> [Reading passage]:
═══
A new clinical study shows encouraging results with a novel BCR–ABL inhibitor, including in leukemia patients with therapy-resistant mutations (N. Engl. J. Med. 367, 2075–2088, 2012).

Imatinib, a BCR–ABL kinase inhibitor, has become the standard of treatment for patients with chronic myeloid leukemia (CML), and it epitomizes the successes and shortcomings of targeted therapy. Although the continuous use of this drug provides durable responses in many patients, secondary resistance can arise, driven by acquired mutations in the ABL kinase domain that preclude imatinib binding. Second-generation inhibitors have been efficacious in some resistant patients but are still powerless against emblematic gatekeeper mutations.

A third-generation kinase inhibitor, ponatinib, was recently developed and showed efficacy in cells expressing a resistant mutant version of the oncogenic BCR–ABL fusion. Now, Jorge E. Cortes et al. report their phase I trial results of this drug, which suggest that it has clinical promise for the treatment of relapsed disease. The multicenter dose-escalation trial included 81 patients with different stages of BCR–ABL-positive hematological cancer and who had not responded to first- or second-generation kinase inhibitors.

The study determined a maximum tolerated dose and the safety profile of the drug but, interestingly, also reports significant hematologic and cytogenetic responses in chronic-phase patients, as well as responses in a subset of patients with advanced disease.

Importantly, ponatinib is active against a range of resistant mutations, illustrating the potential of rational drug design to overcome the dynamic hurdles of cancer therapy resistance and bringing new hope to patients with CML.
═══
> [What needs to be done]: How many patients took part in the phase I trial described in the ponatinib summary?

> [Source data]:
═══
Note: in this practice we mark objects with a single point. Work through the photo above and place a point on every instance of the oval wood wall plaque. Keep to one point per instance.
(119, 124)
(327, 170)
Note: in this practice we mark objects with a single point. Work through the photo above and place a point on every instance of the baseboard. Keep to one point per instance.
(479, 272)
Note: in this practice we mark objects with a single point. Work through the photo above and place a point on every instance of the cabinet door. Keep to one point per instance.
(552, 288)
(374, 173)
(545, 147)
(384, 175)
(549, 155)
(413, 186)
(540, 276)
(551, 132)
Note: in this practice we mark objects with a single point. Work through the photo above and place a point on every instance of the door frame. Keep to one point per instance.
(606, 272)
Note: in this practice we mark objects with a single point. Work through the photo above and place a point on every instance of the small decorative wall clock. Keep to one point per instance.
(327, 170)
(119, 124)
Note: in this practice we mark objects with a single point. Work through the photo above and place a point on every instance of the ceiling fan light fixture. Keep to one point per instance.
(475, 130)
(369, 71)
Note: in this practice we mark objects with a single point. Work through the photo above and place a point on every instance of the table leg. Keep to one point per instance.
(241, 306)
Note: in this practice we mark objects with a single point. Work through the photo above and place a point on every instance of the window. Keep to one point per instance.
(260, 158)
═══
> [Task response]: 81 patients